### Work to complete
Leave out the pictures, then output the lines of the records below from the first through the one containing "spot the silver bead trim in the photo above".

### Input material
= = =
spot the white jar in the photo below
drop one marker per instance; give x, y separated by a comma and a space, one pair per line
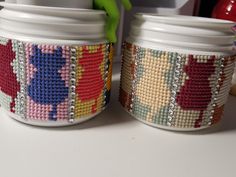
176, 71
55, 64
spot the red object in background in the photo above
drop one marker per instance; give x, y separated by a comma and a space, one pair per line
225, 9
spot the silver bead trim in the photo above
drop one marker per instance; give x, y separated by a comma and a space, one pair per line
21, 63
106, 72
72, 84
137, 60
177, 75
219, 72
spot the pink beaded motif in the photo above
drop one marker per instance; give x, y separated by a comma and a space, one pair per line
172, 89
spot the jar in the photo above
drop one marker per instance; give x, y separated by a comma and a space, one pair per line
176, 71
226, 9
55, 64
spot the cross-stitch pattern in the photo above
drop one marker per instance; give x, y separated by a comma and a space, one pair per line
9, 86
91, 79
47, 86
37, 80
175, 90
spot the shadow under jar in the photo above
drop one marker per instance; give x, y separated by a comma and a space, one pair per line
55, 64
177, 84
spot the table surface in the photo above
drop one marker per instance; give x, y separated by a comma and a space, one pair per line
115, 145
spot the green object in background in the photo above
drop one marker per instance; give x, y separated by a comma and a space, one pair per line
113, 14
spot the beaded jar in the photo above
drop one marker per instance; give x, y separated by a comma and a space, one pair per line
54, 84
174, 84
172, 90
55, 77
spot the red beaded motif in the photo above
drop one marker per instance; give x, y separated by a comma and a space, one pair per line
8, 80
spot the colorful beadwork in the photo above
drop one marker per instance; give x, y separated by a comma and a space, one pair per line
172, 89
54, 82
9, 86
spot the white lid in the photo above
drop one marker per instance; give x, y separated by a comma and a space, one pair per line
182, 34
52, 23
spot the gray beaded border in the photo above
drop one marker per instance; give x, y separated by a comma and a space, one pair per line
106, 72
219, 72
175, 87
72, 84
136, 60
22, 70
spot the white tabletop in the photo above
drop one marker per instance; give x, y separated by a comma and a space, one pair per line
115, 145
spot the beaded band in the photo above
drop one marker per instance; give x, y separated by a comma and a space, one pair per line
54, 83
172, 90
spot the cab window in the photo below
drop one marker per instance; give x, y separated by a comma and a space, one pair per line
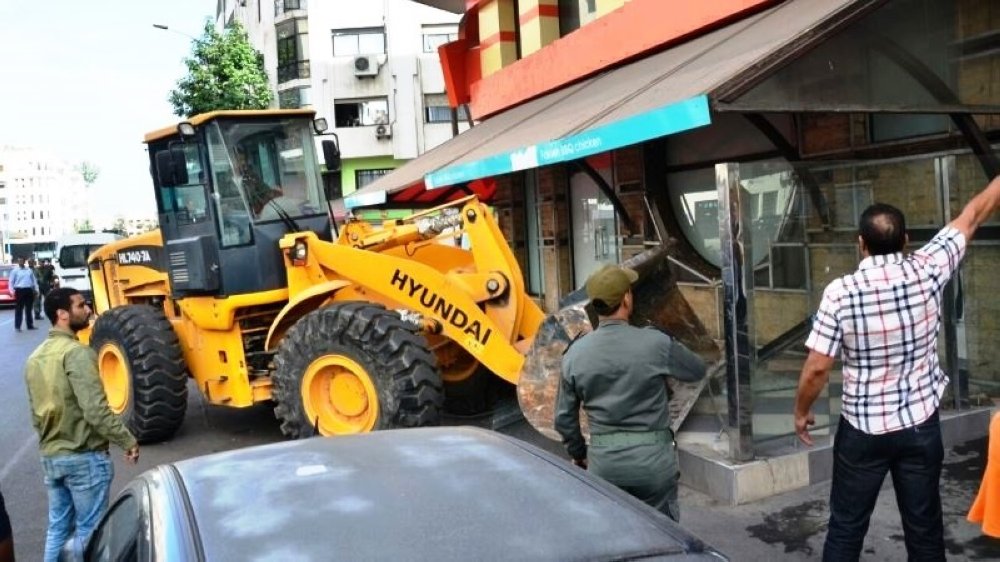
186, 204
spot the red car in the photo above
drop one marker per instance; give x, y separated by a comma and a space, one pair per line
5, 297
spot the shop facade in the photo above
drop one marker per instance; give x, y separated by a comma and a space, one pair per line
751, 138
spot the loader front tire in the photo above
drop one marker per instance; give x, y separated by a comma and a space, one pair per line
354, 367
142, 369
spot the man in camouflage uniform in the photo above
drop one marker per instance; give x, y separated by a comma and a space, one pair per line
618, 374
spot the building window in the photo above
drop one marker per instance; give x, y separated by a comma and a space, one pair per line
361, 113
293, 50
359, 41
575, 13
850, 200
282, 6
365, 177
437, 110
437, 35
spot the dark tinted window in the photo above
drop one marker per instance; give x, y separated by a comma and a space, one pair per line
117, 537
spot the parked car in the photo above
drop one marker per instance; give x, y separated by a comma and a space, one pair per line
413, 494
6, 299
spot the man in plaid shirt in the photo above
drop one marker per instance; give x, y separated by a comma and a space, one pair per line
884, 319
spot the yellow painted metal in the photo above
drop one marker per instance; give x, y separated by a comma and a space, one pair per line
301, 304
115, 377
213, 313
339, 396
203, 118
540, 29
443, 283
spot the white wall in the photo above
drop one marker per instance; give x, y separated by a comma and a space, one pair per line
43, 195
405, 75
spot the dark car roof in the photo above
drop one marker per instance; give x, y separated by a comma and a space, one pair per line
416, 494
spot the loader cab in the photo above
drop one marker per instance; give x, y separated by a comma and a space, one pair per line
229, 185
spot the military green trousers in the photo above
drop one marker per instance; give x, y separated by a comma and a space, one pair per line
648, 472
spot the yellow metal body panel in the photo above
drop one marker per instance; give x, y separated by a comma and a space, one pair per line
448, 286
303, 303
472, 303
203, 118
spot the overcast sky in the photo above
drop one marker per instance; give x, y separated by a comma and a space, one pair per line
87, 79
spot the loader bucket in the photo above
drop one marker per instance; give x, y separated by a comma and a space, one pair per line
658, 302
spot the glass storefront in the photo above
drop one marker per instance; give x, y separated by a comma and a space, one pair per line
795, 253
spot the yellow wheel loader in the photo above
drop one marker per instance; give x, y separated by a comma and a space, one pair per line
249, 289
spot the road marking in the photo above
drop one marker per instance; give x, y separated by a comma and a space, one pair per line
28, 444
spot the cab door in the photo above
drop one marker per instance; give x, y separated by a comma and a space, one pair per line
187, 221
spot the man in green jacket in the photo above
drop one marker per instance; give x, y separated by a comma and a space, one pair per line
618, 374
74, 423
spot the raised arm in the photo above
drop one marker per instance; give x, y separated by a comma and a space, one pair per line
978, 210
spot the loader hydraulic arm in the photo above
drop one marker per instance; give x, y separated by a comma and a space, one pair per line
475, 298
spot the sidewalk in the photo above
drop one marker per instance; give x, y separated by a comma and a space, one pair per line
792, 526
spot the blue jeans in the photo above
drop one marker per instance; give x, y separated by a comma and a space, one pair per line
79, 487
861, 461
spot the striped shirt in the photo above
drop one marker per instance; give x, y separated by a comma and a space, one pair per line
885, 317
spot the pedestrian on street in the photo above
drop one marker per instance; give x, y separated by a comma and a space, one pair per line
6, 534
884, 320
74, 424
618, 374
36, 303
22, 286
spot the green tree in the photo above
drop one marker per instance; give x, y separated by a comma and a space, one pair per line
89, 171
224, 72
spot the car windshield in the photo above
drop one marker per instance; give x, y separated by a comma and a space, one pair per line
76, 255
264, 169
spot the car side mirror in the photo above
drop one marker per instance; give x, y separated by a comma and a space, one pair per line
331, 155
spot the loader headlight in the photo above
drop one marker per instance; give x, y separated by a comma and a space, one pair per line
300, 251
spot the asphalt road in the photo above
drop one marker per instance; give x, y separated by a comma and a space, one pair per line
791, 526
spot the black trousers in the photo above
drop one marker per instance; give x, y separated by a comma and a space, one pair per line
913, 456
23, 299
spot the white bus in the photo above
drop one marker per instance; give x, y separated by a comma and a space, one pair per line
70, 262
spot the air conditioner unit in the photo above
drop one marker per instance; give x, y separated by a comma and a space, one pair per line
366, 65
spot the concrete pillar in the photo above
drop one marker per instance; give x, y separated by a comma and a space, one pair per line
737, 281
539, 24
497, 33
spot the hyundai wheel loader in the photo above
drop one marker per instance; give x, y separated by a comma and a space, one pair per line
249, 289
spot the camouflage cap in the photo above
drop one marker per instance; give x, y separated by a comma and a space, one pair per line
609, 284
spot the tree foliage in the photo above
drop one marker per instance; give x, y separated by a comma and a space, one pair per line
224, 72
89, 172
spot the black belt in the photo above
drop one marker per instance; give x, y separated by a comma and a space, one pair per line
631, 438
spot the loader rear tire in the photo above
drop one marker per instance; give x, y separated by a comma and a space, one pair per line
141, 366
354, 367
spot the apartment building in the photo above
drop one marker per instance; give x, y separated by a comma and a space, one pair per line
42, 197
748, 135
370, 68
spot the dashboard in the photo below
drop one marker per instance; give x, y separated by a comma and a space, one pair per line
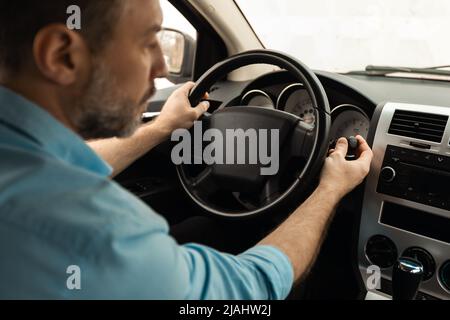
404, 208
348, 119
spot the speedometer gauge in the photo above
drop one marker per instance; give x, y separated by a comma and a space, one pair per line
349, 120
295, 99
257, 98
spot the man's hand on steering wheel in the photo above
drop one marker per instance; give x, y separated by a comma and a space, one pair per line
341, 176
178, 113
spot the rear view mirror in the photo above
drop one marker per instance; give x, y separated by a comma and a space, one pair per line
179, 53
= = =
### Exercise solution
spot the white jar in the photo below
drop one marker per instance; give x, y separated by a comma and a space, one pair per line
176, 71
55, 64
spot the red object in background in the photo above
drop one marker per instance; give x, y separated by a comma and a space, one pair per line
225, 9
spot the silver bead trim in the photo above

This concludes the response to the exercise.